◆ Kurze Übung a:
Beantworte anhand des Textauszugs über den Freudenstädter Einzelhandel die folgenden Fragen.
(i) Was hat Michael Hör laut eigener Aussage auf dem Finger, nachdem er über das Metallgehäuse gefahren ist?
(ii) Welches Geschäft führt Hör, und wo liegt es?
(iii) Was macht Hör eher Sorgen als die Baustelle?

◆ Textauszug:
Hintergrund: Was ein Teil der Freudenstädter Einzelhändler zur aktuellen Kundenumfrage sagt

Freudenstadt. "Da, Baustellenstaub." Michael Hör fährt mit dem Zeigefinger über das alte Metallgehäuse. Die weiße Kuppe schaut er sich über den Rand seiner Brille an, dann hält er beiden Besucherinnen in seiner Werkstatt das Ergebnis unter die Nase. Auf dem Uhrwerk ist jetzt ein dunkler Strich, da, wo sauberer Lack glänzt. Hör schnippt die Fluse mit dem Daumen unter den Tisch. Von jetzt auf gleich vibriert der ganze Tisch. Rrr-rrr-rr – die Baustelle am Promenadeplatz. Nach einigen Sekunden ist wieder Ruhe, und das ständige Tick-Tack, Kuckuck und Ding-Dong der zahllosen Uhren an der Wand füllt den Raum. Hör, Inhaber des Uhren- und Schmuckladens Krieg direkt am Freudenstädter Promenadeplatz, nimmt keine Notiz davon. Sein Geschäft befindet sich direkt an der Großbaustelle Innenstadt. Sie kostet ihn Kunden und Nerven, aber Hör nimmt das klaglos in Kauf. Er weiß, dass die Baustelle irgendwann fertig sein wird und das Stadtbild vor seinen Schaufenstern dann viel attraktiver. Sorgen machen ihm eher die Kunden, die schon vor der Baustelle weggeblieben sind. Den Besucherinnen übrigens auch.

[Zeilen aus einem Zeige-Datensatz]
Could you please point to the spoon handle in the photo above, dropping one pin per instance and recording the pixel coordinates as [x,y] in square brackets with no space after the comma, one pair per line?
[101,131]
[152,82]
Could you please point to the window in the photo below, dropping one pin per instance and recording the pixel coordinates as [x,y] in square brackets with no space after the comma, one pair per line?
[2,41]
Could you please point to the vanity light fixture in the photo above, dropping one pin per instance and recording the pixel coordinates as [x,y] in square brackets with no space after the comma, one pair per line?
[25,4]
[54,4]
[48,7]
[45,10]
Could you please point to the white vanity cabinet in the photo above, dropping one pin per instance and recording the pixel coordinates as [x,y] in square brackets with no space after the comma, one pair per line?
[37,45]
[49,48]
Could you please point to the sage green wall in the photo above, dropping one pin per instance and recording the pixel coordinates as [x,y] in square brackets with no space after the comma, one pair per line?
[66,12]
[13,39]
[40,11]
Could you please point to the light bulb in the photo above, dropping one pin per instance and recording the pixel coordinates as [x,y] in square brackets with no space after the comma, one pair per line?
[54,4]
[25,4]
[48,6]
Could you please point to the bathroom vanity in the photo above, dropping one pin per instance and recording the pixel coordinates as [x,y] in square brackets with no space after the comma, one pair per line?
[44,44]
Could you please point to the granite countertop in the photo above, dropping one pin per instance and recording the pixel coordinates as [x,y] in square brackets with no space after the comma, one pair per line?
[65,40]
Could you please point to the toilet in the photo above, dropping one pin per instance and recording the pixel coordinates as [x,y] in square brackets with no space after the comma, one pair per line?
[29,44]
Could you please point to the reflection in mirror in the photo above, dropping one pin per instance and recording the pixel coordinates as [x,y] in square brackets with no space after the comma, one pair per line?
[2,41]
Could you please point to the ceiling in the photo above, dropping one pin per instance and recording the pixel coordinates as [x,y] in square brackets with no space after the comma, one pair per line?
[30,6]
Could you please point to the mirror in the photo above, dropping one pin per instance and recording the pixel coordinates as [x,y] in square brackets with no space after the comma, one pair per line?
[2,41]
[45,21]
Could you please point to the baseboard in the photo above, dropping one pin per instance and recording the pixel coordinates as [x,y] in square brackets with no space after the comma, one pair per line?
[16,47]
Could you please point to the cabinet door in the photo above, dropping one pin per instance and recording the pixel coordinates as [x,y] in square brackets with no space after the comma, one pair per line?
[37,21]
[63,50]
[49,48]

◆ Kurze Übung b: Gib jede Zeile der Einträge zurück, in der das Wort "mirror" vorkommt.

◆ Schriftliche Antwort a:
(i) Baustellenstaub.
(ii) Den Uhren- und Schmuckladen Krieg direkt am Freudenstädter Promenadeplatz.
(iii) Die Kunden, die schon vor der Baustelle weggeblieben sind.

◆ Schriftliche Antwort b:
Could you please point to the reflection in mirror in the photo above, dropping one pin per instance and recording the pixel coordinates as [x,y] in square brackets with no space after the comma, one pair per line?
Could you please point to the mirror in the photo above, dropping one pin per instance and recording the pixel coordinates as [x,y] in square brackets with no space after the comma, one pair per line?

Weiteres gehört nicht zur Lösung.